_PROMPT_.
Would you output the whole listing below, exactly as it reads?

_SOURCE RECORDS_.
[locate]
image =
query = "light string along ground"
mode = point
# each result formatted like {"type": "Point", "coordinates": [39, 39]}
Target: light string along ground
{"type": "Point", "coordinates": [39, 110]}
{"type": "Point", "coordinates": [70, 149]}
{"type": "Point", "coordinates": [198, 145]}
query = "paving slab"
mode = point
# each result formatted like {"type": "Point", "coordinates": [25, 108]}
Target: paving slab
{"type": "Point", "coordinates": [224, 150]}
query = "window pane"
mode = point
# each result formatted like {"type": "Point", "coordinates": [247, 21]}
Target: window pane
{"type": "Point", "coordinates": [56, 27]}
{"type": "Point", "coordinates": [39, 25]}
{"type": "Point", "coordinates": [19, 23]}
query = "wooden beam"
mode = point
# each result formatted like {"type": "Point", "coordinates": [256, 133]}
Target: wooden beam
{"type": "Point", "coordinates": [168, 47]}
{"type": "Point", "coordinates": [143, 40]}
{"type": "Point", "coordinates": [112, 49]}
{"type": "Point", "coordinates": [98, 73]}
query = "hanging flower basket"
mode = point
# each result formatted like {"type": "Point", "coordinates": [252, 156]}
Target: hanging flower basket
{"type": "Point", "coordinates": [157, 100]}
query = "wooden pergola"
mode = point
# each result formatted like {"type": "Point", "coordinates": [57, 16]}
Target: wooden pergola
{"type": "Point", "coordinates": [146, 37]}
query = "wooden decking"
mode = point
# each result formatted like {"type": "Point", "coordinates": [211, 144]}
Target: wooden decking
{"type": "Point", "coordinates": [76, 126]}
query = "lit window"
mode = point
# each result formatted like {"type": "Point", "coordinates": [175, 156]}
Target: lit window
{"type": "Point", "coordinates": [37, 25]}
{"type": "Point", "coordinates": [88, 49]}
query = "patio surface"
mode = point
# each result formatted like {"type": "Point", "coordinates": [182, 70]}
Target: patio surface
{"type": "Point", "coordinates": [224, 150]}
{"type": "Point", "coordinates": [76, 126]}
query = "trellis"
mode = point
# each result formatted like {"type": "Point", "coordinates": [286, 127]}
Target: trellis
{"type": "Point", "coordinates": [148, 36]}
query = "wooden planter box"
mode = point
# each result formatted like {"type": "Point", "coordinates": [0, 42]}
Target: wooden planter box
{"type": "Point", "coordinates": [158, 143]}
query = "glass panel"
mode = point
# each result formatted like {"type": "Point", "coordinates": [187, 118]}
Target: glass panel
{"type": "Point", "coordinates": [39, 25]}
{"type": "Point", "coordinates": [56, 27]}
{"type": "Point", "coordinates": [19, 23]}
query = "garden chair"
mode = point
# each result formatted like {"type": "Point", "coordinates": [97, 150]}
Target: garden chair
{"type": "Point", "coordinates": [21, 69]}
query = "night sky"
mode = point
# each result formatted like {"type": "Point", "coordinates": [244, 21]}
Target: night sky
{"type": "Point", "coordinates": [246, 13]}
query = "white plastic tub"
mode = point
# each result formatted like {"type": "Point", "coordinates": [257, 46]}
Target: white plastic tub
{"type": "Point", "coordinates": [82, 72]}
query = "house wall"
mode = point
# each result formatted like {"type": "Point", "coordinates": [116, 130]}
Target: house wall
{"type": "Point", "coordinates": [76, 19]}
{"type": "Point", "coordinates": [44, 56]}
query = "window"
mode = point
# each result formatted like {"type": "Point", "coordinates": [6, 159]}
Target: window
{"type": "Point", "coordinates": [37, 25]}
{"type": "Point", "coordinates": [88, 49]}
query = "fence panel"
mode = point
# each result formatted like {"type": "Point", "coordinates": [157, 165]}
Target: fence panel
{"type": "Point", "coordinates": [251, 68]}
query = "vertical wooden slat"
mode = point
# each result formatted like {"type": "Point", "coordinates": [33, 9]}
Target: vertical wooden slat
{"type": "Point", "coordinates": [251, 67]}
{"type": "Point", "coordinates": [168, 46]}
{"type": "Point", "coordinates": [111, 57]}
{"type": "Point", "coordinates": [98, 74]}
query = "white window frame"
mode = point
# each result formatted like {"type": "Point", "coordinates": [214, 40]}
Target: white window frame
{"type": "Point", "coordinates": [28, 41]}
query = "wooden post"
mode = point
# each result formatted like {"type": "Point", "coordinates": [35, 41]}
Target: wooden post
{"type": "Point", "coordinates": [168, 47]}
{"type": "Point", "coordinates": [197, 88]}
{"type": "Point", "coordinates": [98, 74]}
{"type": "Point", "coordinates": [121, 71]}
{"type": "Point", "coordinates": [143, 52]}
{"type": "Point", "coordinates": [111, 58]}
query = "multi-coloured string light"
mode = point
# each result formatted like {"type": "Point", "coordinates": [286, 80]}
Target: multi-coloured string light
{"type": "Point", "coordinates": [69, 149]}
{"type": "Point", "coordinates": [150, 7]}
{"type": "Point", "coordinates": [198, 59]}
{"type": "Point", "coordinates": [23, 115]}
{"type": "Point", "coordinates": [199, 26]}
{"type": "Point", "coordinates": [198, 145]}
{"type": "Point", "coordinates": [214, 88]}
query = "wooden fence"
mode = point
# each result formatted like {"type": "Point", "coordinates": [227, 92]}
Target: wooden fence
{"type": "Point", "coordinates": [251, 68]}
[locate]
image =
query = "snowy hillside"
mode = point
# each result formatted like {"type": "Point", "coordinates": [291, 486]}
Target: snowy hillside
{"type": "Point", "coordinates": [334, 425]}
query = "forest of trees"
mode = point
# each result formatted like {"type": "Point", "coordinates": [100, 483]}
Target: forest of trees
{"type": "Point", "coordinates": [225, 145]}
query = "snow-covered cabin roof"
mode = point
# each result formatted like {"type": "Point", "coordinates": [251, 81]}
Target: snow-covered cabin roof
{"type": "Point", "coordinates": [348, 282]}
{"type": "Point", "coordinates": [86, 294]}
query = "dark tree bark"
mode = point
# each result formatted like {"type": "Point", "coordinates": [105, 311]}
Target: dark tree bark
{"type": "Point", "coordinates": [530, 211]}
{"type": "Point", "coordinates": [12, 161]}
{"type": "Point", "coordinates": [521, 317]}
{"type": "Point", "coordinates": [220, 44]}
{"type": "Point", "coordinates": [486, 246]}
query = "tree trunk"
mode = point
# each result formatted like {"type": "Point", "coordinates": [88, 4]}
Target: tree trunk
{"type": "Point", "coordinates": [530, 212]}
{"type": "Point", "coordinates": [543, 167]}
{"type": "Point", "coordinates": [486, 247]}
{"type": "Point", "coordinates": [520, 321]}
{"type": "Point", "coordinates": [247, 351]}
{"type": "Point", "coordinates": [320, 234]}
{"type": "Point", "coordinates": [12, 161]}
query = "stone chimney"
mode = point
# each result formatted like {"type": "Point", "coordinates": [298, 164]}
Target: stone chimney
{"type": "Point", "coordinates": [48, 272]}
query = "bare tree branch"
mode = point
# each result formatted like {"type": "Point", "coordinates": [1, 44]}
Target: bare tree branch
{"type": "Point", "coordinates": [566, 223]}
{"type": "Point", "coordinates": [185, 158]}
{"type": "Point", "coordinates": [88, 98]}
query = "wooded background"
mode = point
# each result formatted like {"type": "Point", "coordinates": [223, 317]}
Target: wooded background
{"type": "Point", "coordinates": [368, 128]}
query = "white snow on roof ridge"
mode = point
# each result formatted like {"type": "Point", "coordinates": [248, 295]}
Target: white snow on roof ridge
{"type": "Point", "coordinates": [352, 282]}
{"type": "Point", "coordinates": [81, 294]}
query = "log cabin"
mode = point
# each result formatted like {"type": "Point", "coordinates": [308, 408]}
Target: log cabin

_RESULT FOR THIS EXERCISE_.
[locate]
image =
query = "light string along ground"
mode = point
# each result formatted like {"type": "Point", "coordinates": [39, 39]}
Target: light string along ground
{"type": "Point", "coordinates": [39, 110]}
{"type": "Point", "coordinates": [70, 149]}
{"type": "Point", "coordinates": [198, 145]}
query = "paving slab"
mode = point
# each result formatted like {"type": "Point", "coordinates": [25, 108]}
Target: paving slab
{"type": "Point", "coordinates": [224, 150]}
query = "window pane"
mode = point
# each result formatted like {"type": "Point", "coordinates": [247, 21]}
Target: window pane
{"type": "Point", "coordinates": [56, 27]}
{"type": "Point", "coordinates": [39, 25]}
{"type": "Point", "coordinates": [19, 23]}
query = "wooden beam"
mode = point
# each result formatted like {"type": "Point", "coordinates": [256, 133]}
Target: wooden beam
{"type": "Point", "coordinates": [168, 47]}
{"type": "Point", "coordinates": [143, 40]}
{"type": "Point", "coordinates": [112, 49]}
{"type": "Point", "coordinates": [98, 73]}
query = "hanging flower basket"
mode = point
# each result formatted like {"type": "Point", "coordinates": [252, 156]}
Target: hanging flower basket
{"type": "Point", "coordinates": [157, 100]}
query = "wooden pergola"
mode = point
# each result formatted like {"type": "Point", "coordinates": [57, 16]}
Target: wooden pergola
{"type": "Point", "coordinates": [146, 37]}
query = "wooden decking"
mode = point
# each result formatted like {"type": "Point", "coordinates": [211, 144]}
Target: wooden decking
{"type": "Point", "coordinates": [76, 126]}
query = "lit window"
mode = point
# each result formatted like {"type": "Point", "coordinates": [175, 156]}
Target: lit window
{"type": "Point", "coordinates": [37, 25]}
{"type": "Point", "coordinates": [88, 49]}
query = "patio surface"
mode = point
# each result formatted like {"type": "Point", "coordinates": [182, 70]}
Target: patio surface
{"type": "Point", "coordinates": [224, 150]}
{"type": "Point", "coordinates": [76, 126]}
query = "trellis"
mode = point
# each result formatted like {"type": "Point", "coordinates": [286, 127]}
Target: trellis
{"type": "Point", "coordinates": [148, 36]}
query = "wooden planter box"
mode = point
# each result formatted like {"type": "Point", "coordinates": [0, 42]}
Target: wooden planter box
{"type": "Point", "coordinates": [158, 143]}
query = "glass panel"
mode = point
# each result formatted like {"type": "Point", "coordinates": [187, 118]}
Target: glass panel
{"type": "Point", "coordinates": [39, 25]}
{"type": "Point", "coordinates": [56, 27]}
{"type": "Point", "coordinates": [19, 23]}
query = "garden chair"
mode = point
# each result formatted like {"type": "Point", "coordinates": [97, 150]}
Target: garden chair
{"type": "Point", "coordinates": [21, 69]}
query = "night sky"
mode = point
# each result formatted like {"type": "Point", "coordinates": [244, 21]}
Target: night sky
{"type": "Point", "coordinates": [246, 13]}
query = "white plastic tub"
mode = point
# each result formatted like {"type": "Point", "coordinates": [257, 46]}
Target: white plastic tub
{"type": "Point", "coordinates": [82, 72]}
query = "house wall"
mode = point
# each result formatted like {"type": "Point", "coordinates": [116, 130]}
Target: house wall
{"type": "Point", "coordinates": [76, 19]}
{"type": "Point", "coordinates": [44, 56]}
query = "window"
mode = point
# each result formatted like {"type": "Point", "coordinates": [6, 159]}
Target: window
{"type": "Point", "coordinates": [37, 25]}
{"type": "Point", "coordinates": [88, 49]}
query = "fence panel"
mode = point
# each result formatted like {"type": "Point", "coordinates": [157, 165]}
Target: fence panel
{"type": "Point", "coordinates": [251, 68]}
query = "vertical wooden slat"
mode = point
# each result formatted like {"type": "Point", "coordinates": [33, 9]}
Target: vertical wooden slat
{"type": "Point", "coordinates": [251, 67]}
{"type": "Point", "coordinates": [168, 46]}
{"type": "Point", "coordinates": [111, 57]}
{"type": "Point", "coordinates": [98, 74]}
query = "white window frame"
mode = point
# each result formatted like {"type": "Point", "coordinates": [214, 40]}
Target: white window frame
{"type": "Point", "coordinates": [28, 41]}
query = "wooden post"
mode = point
# each result formatted like {"type": "Point", "coordinates": [35, 41]}
Target: wooden post
{"type": "Point", "coordinates": [168, 47]}
{"type": "Point", "coordinates": [197, 88]}
{"type": "Point", "coordinates": [98, 74]}
{"type": "Point", "coordinates": [121, 71]}
{"type": "Point", "coordinates": [143, 52]}
{"type": "Point", "coordinates": [111, 58]}
query = "multi-coloured string light"
mode = point
# each result formatted like {"type": "Point", "coordinates": [286, 80]}
Target: multi-coloured string light
{"type": "Point", "coordinates": [69, 149]}
{"type": "Point", "coordinates": [150, 7]}
{"type": "Point", "coordinates": [198, 59]}
{"type": "Point", "coordinates": [23, 115]}
{"type": "Point", "coordinates": [199, 26]}
{"type": "Point", "coordinates": [198, 145]}
{"type": "Point", "coordinates": [214, 88]}
query = "wooden fence"
mode = point
# each result formatted like {"type": "Point", "coordinates": [227, 92]}
Target: wooden fence
{"type": "Point", "coordinates": [251, 68]}
[locate]
image =
query = "snowy hillside"
mode = point
# each result formatted like {"type": "Point", "coordinates": [291, 486]}
Target: snowy hillside
{"type": "Point", "coordinates": [334, 425]}
query = "forest of trees"
mode = point
# each result formatted like {"type": "Point", "coordinates": [100, 483]}
Target: forest of trees
{"type": "Point", "coordinates": [225, 145]}
query = "snow-covered cabin roof"
mode = point
# each result formatted like {"type": "Point", "coordinates": [251, 81]}
Target: snow-covered cabin roof
{"type": "Point", "coordinates": [348, 282]}
{"type": "Point", "coordinates": [86, 294]}
query = "dark tree bark"
mode = point
# each result formatted like {"type": "Point", "coordinates": [105, 311]}
Target: dark tree bark
{"type": "Point", "coordinates": [530, 211]}
{"type": "Point", "coordinates": [12, 161]}
{"type": "Point", "coordinates": [521, 317]}
{"type": "Point", "coordinates": [220, 44]}
{"type": "Point", "coordinates": [486, 246]}
query = "tree trunk"
mode = point
# each result formatted like {"type": "Point", "coordinates": [88, 4]}
Target: tree trunk
{"type": "Point", "coordinates": [530, 212]}
{"type": "Point", "coordinates": [543, 167]}
{"type": "Point", "coordinates": [486, 247]}
{"type": "Point", "coordinates": [520, 321]}
{"type": "Point", "coordinates": [247, 351]}
{"type": "Point", "coordinates": [320, 234]}
{"type": "Point", "coordinates": [12, 161]}
query = "stone chimney"
mode = point
# each result formatted like {"type": "Point", "coordinates": [298, 164]}
Target: stone chimney
{"type": "Point", "coordinates": [48, 272]}
query = "bare tree branch"
mode = point
# each result formatted like {"type": "Point", "coordinates": [1, 44]}
Target: bare tree branch
{"type": "Point", "coordinates": [566, 223]}
{"type": "Point", "coordinates": [185, 158]}
{"type": "Point", "coordinates": [88, 98]}
query = "wooded background"
mode = point
# each result formatted like {"type": "Point", "coordinates": [223, 317]}
Target: wooded background
{"type": "Point", "coordinates": [368, 128]}
query = "white snow on roof ridge"
mode = point
# each result formatted like {"type": "Point", "coordinates": [248, 295]}
Target: white snow on roof ridge
{"type": "Point", "coordinates": [352, 282]}
{"type": "Point", "coordinates": [81, 294]}
query = "log cabin"
mode = point
# each result formatted like {"type": "Point", "coordinates": [308, 408]}
Target: log cabin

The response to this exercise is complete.